Extracted text:
____

The Company's mining and exploration activities are subject to various laws and regulations governing the protection of the environment. These laws and regulations are continually changing and generally becoming more restrictive. The Company believes its operations are materially in compliance with all applicable laws and regulations. The Company has made, and expects to make in the future, expenditures to comply with such laws and regulations.

Flow-through share indemnification

Other than obligations disclosed in the Financial Statements and in this MD&A, the Company does not have any material commitments.

In connection with flow-through financings, the Company indemnifies the subscribers against certain tax-related amounts that may become payable by the subscribers should the Company not meet its flow-through expenditure commitments. The Company's most recent flow-through financing was in 2024.

The Company has renounced approximately $1,078,000 in resource expenditures to flow-through share subscribers. There is inherent uncertainty regarding the interpretation and application of certain provisions of the Income Tax Act (Canada) to the Company's specific circumstances, and tax authorities may interpret these provisions in a manner that results in a renunciation shortfall. The Company may be required to indemnify subscribers for resulting tax adjustments; however, the impact is not presently determinable.

Mineral exploration and evaluation assets

Certain of the company's mineral exploration and evaluation assets are subject to option agreement payments, other payments and commitments, and royalties to keep in good standing. See Note 5 and 10 to the Financial Statements. In 2024, with the Company's transfer of its Yukon and New Brunswick properties to its subsidiary Spin Co and Spin Co's further transfer of the New Brunswick properties to JV Co, related remaining commitments have been taken on by Spin Co and JV Co.

Management Contracts

The Company is party to certain management contracts. As at December 31, 2025, these contracts require payments of approximately $495,000 to be made upon the occurrence of a change of control. The Company is also committed to payments upon termination of approx. $275,000 pursuant to the terms of these contracts as at December 31, 2025. As a triggering event has not taken place on December 31, 2025, these amounts have not been recorded in these


LODE GOLD RESOURCES INC.

____

Records shown:
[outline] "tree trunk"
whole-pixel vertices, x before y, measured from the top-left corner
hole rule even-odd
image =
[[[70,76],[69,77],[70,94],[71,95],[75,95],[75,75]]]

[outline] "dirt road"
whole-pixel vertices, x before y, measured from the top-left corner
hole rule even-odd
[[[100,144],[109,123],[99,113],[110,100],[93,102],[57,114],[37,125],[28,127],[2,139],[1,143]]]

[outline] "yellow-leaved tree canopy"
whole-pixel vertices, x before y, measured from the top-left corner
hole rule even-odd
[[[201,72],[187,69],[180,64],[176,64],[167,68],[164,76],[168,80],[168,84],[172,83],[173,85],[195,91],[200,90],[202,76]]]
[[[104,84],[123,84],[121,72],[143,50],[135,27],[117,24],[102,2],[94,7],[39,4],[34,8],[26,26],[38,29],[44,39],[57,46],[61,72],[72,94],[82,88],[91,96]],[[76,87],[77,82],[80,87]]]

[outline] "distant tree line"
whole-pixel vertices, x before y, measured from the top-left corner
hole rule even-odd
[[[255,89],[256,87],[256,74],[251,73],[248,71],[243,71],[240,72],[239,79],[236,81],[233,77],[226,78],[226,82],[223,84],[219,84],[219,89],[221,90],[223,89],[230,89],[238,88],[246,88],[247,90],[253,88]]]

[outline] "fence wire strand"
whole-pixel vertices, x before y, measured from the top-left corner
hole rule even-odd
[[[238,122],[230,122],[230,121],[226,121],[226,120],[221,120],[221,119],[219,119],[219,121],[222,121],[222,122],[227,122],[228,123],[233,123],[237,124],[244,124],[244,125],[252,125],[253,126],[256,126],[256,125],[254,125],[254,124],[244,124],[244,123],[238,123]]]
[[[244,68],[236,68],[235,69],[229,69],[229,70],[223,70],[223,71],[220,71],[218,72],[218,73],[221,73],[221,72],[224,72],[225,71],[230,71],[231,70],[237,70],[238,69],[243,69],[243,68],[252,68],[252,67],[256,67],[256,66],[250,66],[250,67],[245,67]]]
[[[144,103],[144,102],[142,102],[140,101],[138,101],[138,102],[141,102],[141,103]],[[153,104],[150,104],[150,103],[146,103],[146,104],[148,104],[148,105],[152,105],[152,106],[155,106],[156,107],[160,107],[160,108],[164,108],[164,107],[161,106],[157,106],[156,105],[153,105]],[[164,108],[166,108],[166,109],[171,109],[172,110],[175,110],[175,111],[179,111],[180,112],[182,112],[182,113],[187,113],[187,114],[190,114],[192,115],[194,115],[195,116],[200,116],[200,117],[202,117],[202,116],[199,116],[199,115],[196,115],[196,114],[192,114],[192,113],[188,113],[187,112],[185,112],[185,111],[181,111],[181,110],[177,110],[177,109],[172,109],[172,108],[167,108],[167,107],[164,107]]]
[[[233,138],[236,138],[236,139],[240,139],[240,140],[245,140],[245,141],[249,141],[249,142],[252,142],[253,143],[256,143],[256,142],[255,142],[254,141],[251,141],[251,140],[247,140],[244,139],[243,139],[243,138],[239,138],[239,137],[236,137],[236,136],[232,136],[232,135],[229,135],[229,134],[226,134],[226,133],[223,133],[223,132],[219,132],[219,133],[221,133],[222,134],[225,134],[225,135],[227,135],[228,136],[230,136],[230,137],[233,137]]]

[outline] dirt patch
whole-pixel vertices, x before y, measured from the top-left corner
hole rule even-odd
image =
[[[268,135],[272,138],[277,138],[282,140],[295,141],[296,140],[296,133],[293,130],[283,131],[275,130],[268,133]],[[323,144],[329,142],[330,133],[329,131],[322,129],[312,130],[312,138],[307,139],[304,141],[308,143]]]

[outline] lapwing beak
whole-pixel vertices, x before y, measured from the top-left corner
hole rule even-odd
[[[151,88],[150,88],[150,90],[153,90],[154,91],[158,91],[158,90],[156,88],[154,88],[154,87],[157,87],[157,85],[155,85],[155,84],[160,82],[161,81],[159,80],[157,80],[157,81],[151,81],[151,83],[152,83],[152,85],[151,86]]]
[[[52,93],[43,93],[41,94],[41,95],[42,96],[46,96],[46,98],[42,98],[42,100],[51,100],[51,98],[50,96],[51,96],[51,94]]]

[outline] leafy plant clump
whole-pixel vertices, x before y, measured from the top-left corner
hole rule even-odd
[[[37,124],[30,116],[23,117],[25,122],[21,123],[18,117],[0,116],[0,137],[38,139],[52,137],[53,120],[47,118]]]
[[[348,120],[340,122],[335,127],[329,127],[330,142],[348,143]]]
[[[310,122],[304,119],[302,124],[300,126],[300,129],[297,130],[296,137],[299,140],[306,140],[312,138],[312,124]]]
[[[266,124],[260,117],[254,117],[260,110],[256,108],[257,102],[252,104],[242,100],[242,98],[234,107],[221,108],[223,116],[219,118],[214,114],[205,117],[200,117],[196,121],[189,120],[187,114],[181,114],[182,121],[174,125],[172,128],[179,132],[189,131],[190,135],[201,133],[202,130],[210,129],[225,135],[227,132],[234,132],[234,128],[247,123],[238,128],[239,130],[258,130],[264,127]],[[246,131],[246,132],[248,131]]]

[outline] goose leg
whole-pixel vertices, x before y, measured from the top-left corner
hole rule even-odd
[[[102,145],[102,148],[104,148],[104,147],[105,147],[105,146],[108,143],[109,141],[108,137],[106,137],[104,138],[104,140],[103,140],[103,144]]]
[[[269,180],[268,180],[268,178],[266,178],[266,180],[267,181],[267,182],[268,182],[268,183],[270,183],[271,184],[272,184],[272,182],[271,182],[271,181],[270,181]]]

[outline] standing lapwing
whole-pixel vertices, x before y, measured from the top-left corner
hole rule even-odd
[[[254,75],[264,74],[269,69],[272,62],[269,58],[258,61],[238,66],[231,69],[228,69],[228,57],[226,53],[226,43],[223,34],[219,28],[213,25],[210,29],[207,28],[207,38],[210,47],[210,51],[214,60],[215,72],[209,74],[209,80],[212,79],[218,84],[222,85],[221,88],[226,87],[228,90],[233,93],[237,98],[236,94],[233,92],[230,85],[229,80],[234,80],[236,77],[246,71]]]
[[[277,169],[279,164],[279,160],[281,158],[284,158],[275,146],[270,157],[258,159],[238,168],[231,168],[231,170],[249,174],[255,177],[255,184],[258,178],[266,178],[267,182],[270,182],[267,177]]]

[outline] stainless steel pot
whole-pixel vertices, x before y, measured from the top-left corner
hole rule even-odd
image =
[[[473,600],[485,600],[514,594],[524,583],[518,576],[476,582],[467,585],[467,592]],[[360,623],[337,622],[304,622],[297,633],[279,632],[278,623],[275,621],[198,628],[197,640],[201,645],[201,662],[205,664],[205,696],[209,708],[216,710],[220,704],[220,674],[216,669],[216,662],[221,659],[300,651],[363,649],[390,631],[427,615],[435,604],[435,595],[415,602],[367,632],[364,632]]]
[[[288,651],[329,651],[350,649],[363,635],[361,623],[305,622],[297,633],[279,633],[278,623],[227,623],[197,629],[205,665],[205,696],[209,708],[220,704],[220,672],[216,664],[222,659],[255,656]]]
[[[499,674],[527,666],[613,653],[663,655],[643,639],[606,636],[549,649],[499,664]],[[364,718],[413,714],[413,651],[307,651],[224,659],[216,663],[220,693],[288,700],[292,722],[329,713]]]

____

Exercise tasks:
a. Output the stretch from "The Company is party" through "GOLD RESOURCES INC." in the commitments excerpt, word for word.
b. Please pick up the commitments excerpt from its final words, not the listing, and write what follows.

Responses for each task:
a.
The Company is party to certain management contracts. As at December 31, 2025, these contracts require payments of approximately $495,000 to be made upon the occurrence of a change of control. The Company is also committed to payments upon termination of approx. $275,000 pursuant to the terms of these contracts as at December 31, 2025. As a triggering event has not taken place on December 31, 2025, these amounts have not been recorded in these


LODE GOLD RESOURCES INC.

b.
MANAGEMENT'S DISCUSSION AND ANALYSIS FOR YEARS ENDED DECEMBER 31, 2025 AND 2024

consolidated financial statements. Minimum payments under these contracts due within one year are approximately $275,000. Pursuant to a consulting agreement, the Company may be required to pay certain bonus amounts upon the successful completion of specified transactions, including a spin-out transaction and or the completion of future equity financings meeting defined capitalization thresholds. The payment and amount of such bonuses are contingent upon the occurrence of these future events.

Litigation

The Company was exposed to several existing lawsuits when it acquired California Gold Mining Inc. in 2021. As at December 31, 2025, the remaining matter is a claim filed by a former landlord with respect to an unfulfilled lease contract. The Company believes its maximum exposure to this claim is $160,000, including $139,698 of damages and interest awarded in a judgment in favour of the landlord on September 29, 2022 by the Ontario Superior Court, plus incremental post-judgment interest and costs. Accordingly, the Company's accrued liabilities provision for legal settlements has been adjusted to $160,000 for December 31, 2025 (December 31, 2024 - $260,000).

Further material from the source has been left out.